Listed records section start

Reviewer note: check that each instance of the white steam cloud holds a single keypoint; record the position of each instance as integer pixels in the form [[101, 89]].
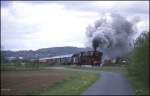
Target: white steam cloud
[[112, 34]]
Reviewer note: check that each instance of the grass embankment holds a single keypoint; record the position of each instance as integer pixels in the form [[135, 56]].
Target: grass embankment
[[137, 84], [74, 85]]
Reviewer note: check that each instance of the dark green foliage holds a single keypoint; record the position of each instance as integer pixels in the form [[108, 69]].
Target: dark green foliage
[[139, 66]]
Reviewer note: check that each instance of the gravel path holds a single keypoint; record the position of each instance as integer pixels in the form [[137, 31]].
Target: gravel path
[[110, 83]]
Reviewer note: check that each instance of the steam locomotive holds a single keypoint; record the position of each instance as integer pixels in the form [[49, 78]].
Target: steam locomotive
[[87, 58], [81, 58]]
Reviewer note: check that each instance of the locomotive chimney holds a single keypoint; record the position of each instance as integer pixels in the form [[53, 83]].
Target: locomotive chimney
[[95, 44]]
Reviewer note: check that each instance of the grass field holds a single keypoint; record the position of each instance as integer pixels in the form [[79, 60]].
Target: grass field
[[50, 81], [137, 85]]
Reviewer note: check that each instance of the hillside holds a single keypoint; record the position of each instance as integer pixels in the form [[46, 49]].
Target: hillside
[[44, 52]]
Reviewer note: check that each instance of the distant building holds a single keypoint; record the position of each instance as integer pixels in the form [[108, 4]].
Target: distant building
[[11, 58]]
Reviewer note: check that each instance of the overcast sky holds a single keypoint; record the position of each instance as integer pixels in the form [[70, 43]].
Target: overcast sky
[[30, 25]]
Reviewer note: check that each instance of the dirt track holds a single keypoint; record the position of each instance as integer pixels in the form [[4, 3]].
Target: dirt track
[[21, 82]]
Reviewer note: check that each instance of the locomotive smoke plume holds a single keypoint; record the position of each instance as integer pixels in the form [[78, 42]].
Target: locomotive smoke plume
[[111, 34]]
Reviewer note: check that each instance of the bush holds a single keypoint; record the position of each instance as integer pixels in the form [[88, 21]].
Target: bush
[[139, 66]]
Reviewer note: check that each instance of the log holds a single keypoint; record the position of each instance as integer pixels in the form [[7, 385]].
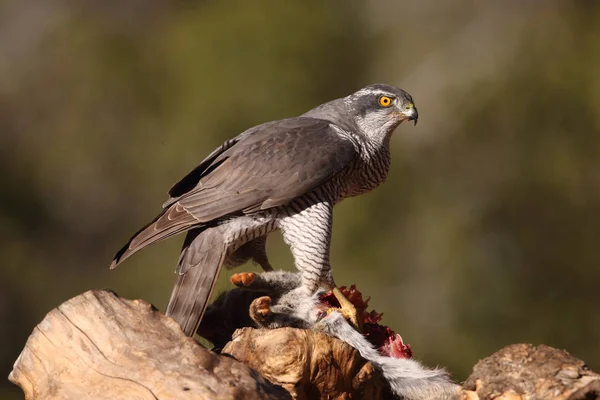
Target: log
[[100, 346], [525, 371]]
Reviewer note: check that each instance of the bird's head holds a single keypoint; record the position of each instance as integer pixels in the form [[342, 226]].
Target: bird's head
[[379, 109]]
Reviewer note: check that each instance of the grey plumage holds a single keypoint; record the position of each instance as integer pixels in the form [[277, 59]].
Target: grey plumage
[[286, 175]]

Listed records section end

With the pictures omitted, print precisely the lines from the one with "Reviewer note: check that each instance of the overcast" to the final line of the records, both included.

Solved exercise:
Reviewer note: check that each instance of the overcast sky holds a single keypoint; record the position of each instance as integer pixels in the form [[70, 43]].
Target: overcast sky
[[30, 25]]
Reviewer note: check that each instance of the dirt track holds a single keypoint; record the position of each instance as integer pixels in the form [[4, 3]].
Target: dirt track
[[21, 82]]
Reviewer note: check that each instance of the locomotive smoke plume holds a single keypoint; record the position of each instance as integer pixels in the form [[78, 42]].
Target: locomotive smoke plume
[[111, 34]]
Reviewer note: check that each instance of the bush holds a single keypoint; record the position of each instance as integer pixels in the form [[88, 21]].
Target: bush
[[139, 66]]
Reviewer note: check that each instance of the log holds a single keypoint; record the position of each instance as integer pixels in the form [[7, 385]].
Target: log
[[100, 346], [525, 371]]
Reviewer note: check that each instance of the bird's head holds a single keypoint; record the position of each instance as integer pixels in the form [[342, 226]].
Target: bird's head
[[379, 109]]
Reviewer note: check that each instance of the grey plumage holds a single keypoint; record the position of each instance as integer pixels in the form [[277, 59]].
Target: grey plumage
[[286, 175]]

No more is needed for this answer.